» Task instructions: Type the entries again, word for word.

Segment Start: Data provided

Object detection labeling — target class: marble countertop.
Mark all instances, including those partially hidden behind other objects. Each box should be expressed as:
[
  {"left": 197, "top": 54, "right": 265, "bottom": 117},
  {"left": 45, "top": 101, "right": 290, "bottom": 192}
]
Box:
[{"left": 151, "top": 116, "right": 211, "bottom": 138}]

Segment End: Data provided

» Written solution:
Object detection labeling — target class: marble countertop.
Mark all instances, including those partially hidden behind other objects. Each box should be expressed as:
[
  {"left": 197, "top": 54, "right": 265, "bottom": 117},
  {"left": 45, "top": 101, "right": 290, "bottom": 192}
]
Box:
[{"left": 151, "top": 116, "right": 211, "bottom": 138}]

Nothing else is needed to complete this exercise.